%%

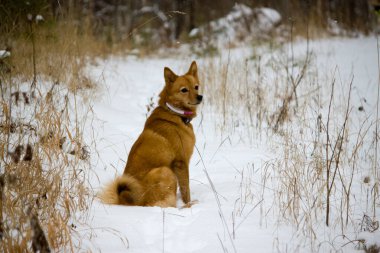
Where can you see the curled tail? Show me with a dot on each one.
(124, 190)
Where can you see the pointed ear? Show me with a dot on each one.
(169, 75)
(193, 70)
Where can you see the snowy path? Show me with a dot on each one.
(120, 114)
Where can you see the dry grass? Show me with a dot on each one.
(315, 178)
(43, 158)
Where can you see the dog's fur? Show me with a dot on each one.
(160, 156)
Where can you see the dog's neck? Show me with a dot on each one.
(182, 113)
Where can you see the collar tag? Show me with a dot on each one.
(178, 111)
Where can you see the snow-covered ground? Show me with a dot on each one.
(237, 216)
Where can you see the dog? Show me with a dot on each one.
(159, 159)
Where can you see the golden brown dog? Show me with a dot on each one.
(160, 157)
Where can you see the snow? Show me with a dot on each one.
(245, 220)
(241, 23)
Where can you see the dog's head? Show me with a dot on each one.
(182, 92)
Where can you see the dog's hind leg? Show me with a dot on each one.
(160, 188)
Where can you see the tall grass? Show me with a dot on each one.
(322, 171)
(43, 158)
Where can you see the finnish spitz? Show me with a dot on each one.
(159, 159)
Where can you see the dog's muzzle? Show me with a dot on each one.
(199, 98)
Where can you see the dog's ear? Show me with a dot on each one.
(193, 70)
(169, 75)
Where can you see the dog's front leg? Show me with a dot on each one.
(181, 170)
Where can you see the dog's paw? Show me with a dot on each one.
(189, 204)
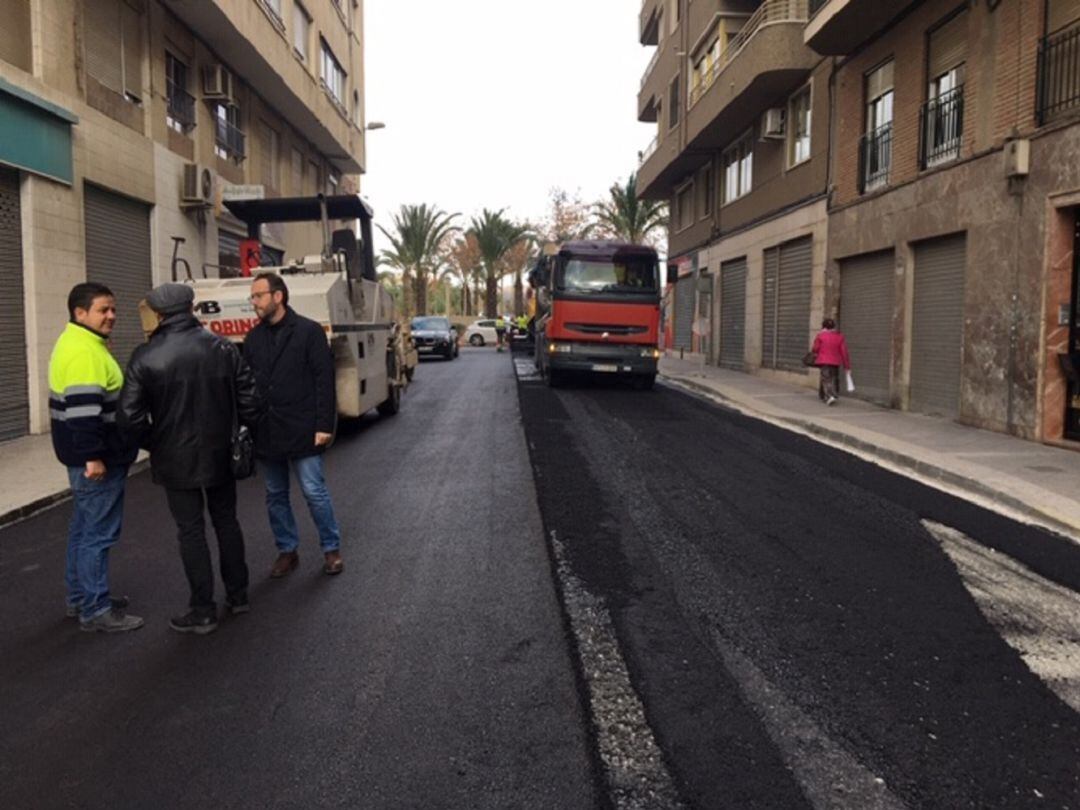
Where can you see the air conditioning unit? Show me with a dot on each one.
(198, 188)
(773, 124)
(217, 83)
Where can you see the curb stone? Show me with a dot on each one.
(927, 470)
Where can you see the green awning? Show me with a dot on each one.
(35, 134)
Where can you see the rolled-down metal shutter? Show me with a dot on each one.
(14, 403)
(684, 312)
(937, 325)
(866, 306)
(118, 255)
(733, 312)
(786, 322)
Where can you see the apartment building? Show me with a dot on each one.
(123, 126)
(953, 224)
(742, 110)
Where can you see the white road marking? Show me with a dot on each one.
(633, 763)
(1038, 618)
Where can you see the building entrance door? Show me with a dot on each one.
(1072, 401)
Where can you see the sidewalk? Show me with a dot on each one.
(34, 477)
(1027, 480)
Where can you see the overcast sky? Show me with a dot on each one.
(491, 103)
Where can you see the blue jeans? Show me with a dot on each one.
(95, 526)
(309, 472)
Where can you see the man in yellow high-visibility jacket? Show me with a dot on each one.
(84, 383)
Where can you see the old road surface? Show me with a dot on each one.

%%

§ **Short problem**
Revise everything from the line containing "Where can you see the blue" down to the end of the data, putting "denim trousers" in place of "blue jeans" and keeping the rest unchanged. Return only those lines.

§ **Task solution**
Where can you see the denim trousers? Show me with a dot on each one.
(95, 526)
(309, 472)
Where can you see the man in yellow high-visibility jacket? Show me with a dot on each one.
(84, 383)
Where can you see the old road surface? Show me with a dot on each one.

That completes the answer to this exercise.